-- PROVIDED DATA start --

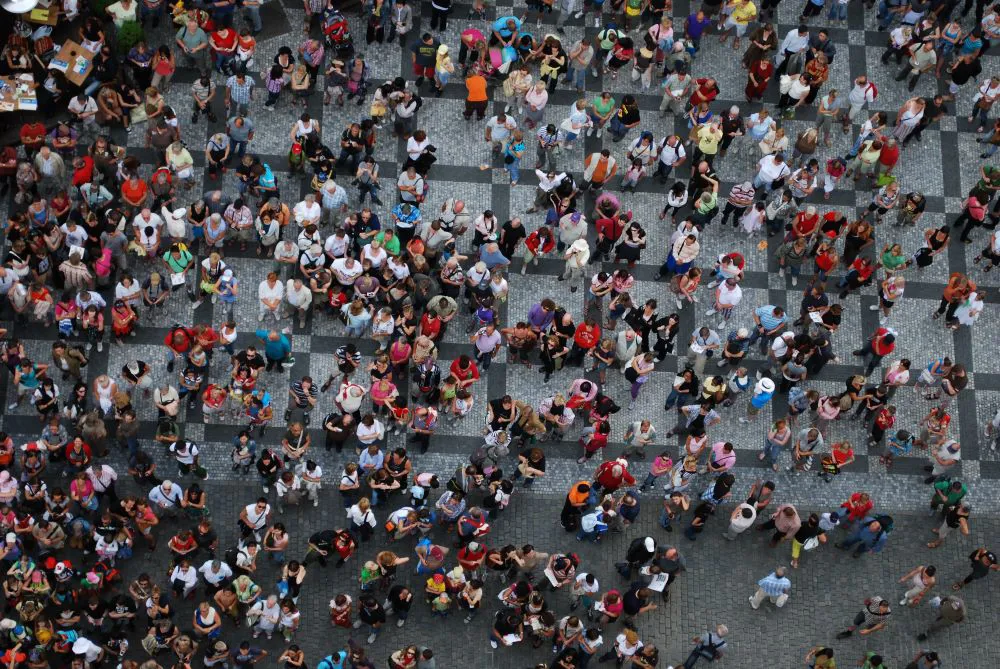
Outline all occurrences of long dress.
[744,59,774,100]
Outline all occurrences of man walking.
[750,567,792,611]
[684,625,729,669]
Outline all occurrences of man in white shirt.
[198,560,233,597]
[705,277,743,329]
[239,498,271,541]
[527,170,566,214]
[285,279,312,328]
[753,153,792,193]
[170,558,198,597]
[656,135,687,184]
[486,112,517,153]
[330,256,365,287]
[292,193,323,227]
[257,272,285,322]
[774,25,809,72]
[149,480,184,518]
[132,207,163,237]
[66,91,97,132]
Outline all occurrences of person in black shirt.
[622,583,656,627]
[385,585,413,627]
[490,611,524,648]
[903,93,950,146]
[486,395,514,430]
[499,216,527,258]
[615,537,656,578]
[232,346,267,378]
[354,595,385,644]
[193,518,219,558]
[302,530,337,567]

-- PROVIDED DATA end --

WHAT TO PRODUCE: Update the entries above by putting "Mark" in place of "Outline" everywhere it appears, and keep all else unchanged. Leave the pictures out.

RESULT OF THE TASK:
Mark all occurrences of long dress.
[744,59,774,100]
Mark all occurrences of man walking.
[750,567,792,611]
[684,625,729,669]
Mark all occurrences of man in white shirt.
[198,560,233,597]
[705,277,743,329]
[239,498,271,541]
[527,170,566,214]
[285,279,312,328]
[753,153,792,193]
[170,558,198,597]
[656,135,687,184]
[486,112,517,153]
[330,256,365,287]
[292,193,323,227]
[257,272,285,322]
[774,25,809,72]
[149,480,184,518]
[132,207,163,237]
[66,91,97,132]
Mark all occurrences of person in black shirt.
[622,583,656,627]
[385,585,413,627]
[490,611,524,648]
[903,93,950,146]
[486,395,514,430]
[499,216,527,258]
[615,537,656,578]
[232,346,267,378]
[354,595,385,644]
[193,518,219,558]
[302,530,337,567]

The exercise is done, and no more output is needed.